**Work to complete**
Reproduce the following data word for word, changing nothing in any line.

Excerpts from point annotation data:
------------------------------

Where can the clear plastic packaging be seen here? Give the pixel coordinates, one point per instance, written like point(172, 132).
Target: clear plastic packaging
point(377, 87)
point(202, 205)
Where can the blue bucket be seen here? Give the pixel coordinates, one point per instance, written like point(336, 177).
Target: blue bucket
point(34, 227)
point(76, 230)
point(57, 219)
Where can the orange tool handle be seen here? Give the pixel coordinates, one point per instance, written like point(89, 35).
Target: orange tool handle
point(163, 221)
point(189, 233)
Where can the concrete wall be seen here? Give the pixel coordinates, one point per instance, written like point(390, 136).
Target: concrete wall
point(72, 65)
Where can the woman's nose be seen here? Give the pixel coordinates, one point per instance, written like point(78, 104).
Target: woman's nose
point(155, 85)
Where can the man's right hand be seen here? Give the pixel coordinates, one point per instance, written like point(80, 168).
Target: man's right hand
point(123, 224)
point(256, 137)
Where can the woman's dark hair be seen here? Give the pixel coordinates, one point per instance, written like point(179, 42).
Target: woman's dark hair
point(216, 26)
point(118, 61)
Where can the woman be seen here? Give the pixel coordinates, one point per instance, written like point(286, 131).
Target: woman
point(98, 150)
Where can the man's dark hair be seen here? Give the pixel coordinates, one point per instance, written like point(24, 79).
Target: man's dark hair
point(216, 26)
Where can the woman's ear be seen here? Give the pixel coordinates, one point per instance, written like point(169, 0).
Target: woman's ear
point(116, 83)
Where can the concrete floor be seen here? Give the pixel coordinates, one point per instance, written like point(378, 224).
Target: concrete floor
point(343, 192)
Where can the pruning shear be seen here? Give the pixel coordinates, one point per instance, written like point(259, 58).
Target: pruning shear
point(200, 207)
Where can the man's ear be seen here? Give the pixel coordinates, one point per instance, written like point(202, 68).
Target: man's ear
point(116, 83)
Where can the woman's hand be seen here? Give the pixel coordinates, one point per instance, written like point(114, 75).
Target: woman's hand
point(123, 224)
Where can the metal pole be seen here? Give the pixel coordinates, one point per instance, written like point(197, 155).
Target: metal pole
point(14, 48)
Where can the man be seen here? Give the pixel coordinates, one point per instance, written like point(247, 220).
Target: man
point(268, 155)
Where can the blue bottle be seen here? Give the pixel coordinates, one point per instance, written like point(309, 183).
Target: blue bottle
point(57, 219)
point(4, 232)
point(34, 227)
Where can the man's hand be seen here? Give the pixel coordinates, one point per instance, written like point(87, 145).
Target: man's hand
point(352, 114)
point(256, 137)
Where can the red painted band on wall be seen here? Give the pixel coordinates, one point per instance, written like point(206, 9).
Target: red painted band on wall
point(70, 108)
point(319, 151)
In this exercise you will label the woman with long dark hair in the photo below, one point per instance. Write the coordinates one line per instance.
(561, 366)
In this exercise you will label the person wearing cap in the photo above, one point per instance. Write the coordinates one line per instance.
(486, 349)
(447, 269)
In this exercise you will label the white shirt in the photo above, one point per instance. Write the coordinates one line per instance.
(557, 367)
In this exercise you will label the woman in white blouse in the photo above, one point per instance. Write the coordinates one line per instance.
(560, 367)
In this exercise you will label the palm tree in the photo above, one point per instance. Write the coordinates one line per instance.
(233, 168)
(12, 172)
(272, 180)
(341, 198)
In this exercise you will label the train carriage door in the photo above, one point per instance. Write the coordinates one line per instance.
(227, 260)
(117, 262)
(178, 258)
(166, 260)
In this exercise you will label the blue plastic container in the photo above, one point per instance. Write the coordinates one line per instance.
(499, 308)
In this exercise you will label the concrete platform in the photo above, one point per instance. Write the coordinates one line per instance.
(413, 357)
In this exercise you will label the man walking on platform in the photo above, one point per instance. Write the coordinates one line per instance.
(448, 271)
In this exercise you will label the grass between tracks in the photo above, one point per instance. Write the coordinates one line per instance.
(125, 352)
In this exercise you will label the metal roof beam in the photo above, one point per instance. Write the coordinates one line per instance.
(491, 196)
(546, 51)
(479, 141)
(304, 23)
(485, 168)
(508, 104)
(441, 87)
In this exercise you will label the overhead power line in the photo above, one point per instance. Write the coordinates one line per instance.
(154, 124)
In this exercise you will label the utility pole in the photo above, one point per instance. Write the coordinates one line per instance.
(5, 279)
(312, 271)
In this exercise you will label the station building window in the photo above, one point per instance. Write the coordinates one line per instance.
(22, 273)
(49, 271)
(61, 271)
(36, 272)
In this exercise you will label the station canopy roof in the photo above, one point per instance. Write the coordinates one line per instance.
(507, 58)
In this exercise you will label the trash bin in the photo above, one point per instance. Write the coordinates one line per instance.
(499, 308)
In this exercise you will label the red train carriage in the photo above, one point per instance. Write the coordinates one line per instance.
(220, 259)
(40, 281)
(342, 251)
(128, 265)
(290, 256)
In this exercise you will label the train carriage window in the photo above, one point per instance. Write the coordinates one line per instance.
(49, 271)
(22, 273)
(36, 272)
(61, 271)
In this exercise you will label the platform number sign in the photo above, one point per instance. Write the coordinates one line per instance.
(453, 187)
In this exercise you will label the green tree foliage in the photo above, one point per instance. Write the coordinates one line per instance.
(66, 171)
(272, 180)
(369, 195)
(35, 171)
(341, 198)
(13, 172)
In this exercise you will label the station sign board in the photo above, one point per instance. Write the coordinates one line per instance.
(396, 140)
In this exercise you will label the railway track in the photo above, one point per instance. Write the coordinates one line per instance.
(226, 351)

------------------------------

**Exercise response**
Where can the clear plastic packaging be seen here? Give the pixel coordinates, one point per instance, written like point(172, 132).
Target: clear plastic packaging
point(377, 87)
point(202, 205)
Where can the blue bucket be seen here? Give the pixel coordinates, one point per instance, written like point(336, 177).
Target: blue bucket
point(34, 227)
point(76, 230)
point(57, 219)
Where can the orange tool handle be seen here? Give the pixel coordinates, one point per instance, written like point(89, 35).
Target: orange tool handle
point(163, 221)
point(189, 233)
Where can the concrete wall be seen here? Give the pixel coordinates, one point per instance, written like point(390, 136).
Target: concrete wall
point(72, 65)
Where can the woman's nose be seen here? Give the pixel coordinates, one point per instance, written like point(78, 104).
Target: woman's nose
point(155, 85)
Where can the man's right hand be seen here? Give the pixel coordinates, one point per instance, written like point(80, 168).
Target: man's right hand
point(123, 224)
point(256, 137)
Where can the woman's dark hair be seen here? Give the pixel coordinates, one point per instance, written like point(179, 42).
Target: woman's dark hair
point(216, 26)
point(118, 61)
Where can the woman be seen here? Give the pixel coordinates, one point per instance, written like point(286, 131).
Target: woman
point(98, 150)
Where can the man's dark hair be seen here? Give the pixel coordinates, one point per instance, written like point(24, 79).
Target: man's dark hair
point(216, 26)
Where can the woman's ear be seen here? Give the pixel coordinates, one point per instance, written like point(169, 0).
Target: woman's ear
point(116, 83)
Where can the concrete floor be seen here? Give the pixel coordinates, one point per instance, written like point(378, 224).
Target: concrete floor
point(343, 192)
Where can the pruning shear be seen here? Give the pixel coordinates, one point per instance, written like point(259, 58).
Target: pruning shear
point(200, 207)
Where can the man's ear be seen here? Give the pixel coordinates, one point per instance, written like point(202, 68).
Target: man's ear
point(116, 83)
Where can the woman's hand be seen here? Give the pixel coordinates, one point per instance, written like point(114, 75).
Target: woman's hand
point(123, 224)
Where can the metal pole be seen here? Give the pixel coordinates, one point per instance, written like point(197, 155).
Target: metal pole
point(14, 48)
Where can the man be seen here? Give the pixel coordinates, one point per instance, written like point(247, 220).
Target: man
point(268, 155)
Where can the blue bottle be seen here? Give the pixel coordinates, one point per instance, written like point(309, 183).
Target: blue bottle
point(57, 219)
point(4, 232)
point(34, 227)
Where can the man's hand be seen here? Give the pixel coordinates, one point per instance, written like point(87, 145).
Target: man's hand
point(352, 114)
point(256, 137)
Where can the red painted band on wall be seen here? Give the pixel coordinates, one point per instance, written like point(206, 9).
Target: red painted band on wall
point(70, 108)
point(319, 151)
In this exercise you will label the woman with long dark hair in the photo below, one point per instance. Write the coordinates one line per instance.
(561, 366)
In this exercise you will label the person wearing cap in the photo above, one point per instance. Write the coordinates one line per instance.
(486, 349)
(447, 269)
In this exercise you will label the white shirt in the photo above, one point per instance. Write the coordinates one line per instance.
(557, 367)
In this exercise you will label the woman in white blouse in the photo above, one point per instance. Write the coordinates one line per instance.
(560, 367)
In this exercise you will label the palm tree in the photo above, one point per instance. Write the coordinates one line per instance.
(233, 168)
(12, 172)
(272, 180)
(341, 198)
In this exercise you will label the train carriage door in the photo above, one point per instance. Write the coordinates one line per instance.
(227, 260)
(117, 262)
(178, 258)
(166, 260)
In this exercise you will label the blue plastic container in the photo above, one point per instance. Write the coordinates one line per instance.
(499, 308)
In this exercise you will label the concrete platform in the photo above, one point per instance. Write the coordinates one line per instance.
(413, 357)
In this exercise you will label the man walking on platform in the photo above, one point per instance. Write the coordinates one line per instance.
(448, 271)
In this exercise you will label the grass between tracks in the photo above, one point per instance. Write the coordinates one line per instance.
(125, 352)
In this exercise you will label the metal roof beam in the photo above, one point per instance. Write the coordinates one line per instance.
(491, 196)
(546, 51)
(479, 141)
(304, 23)
(485, 168)
(508, 104)
(441, 87)
In this exercise you will label the overhead power line in the photo above, one point per instance. Write the coordinates one line per instance.
(154, 124)
In this exercise you will label the utility pole in the photo above, one point per instance. Write the coordinates one line per instance.
(5, 279)
(312, 271)
In this exercise you will label the station building window in the photo above, one point per instance. Write the coordinates one line per instance.
(22, 273)
(49, 271)
(61, 271)
(36, 272)
In this exercise you will label the station canopy roof in the photo above, one point per instance. Write the coordinates one line per instance.
(507, 58)
In this exercise you will label the trash bin in the photo above, one point per instance. Write the coordinates one line per instance.
(499, 308)
In this exercise you will label the red train carriage in the photo above, one point per instance. Write the coordinates one line per instance.
(220, 259)
(40, 281)
(342, 251)
(128, 265)
(290, 256)
In this exercise you will label the train carriage window in the photo above, one point per instance. Write the coordinates one line per instance.
(49, 271)
(22, 273)
(36, 272)
(61, 271)
In this exercise you will label the platform number sign in the photo above, one point per instance. Write the coordinates one line per instance.
(453, 187)
In this exercise you will label the green tree foliage in the photo above, one point per instance. Write the coordinates one line per instance.
(66, 171)
(272, 180)
(369, 195)
(35, 171)
(341, 198)
(13, 172)
In this exercise you will label the station sign board in the photo above, one point per instance. Write the coordinates one line per instance.
(396, 140)
In this exercise you will label the railway track in the photo above, one point per instance. Write the coordinates one line per instance.
(226, 351)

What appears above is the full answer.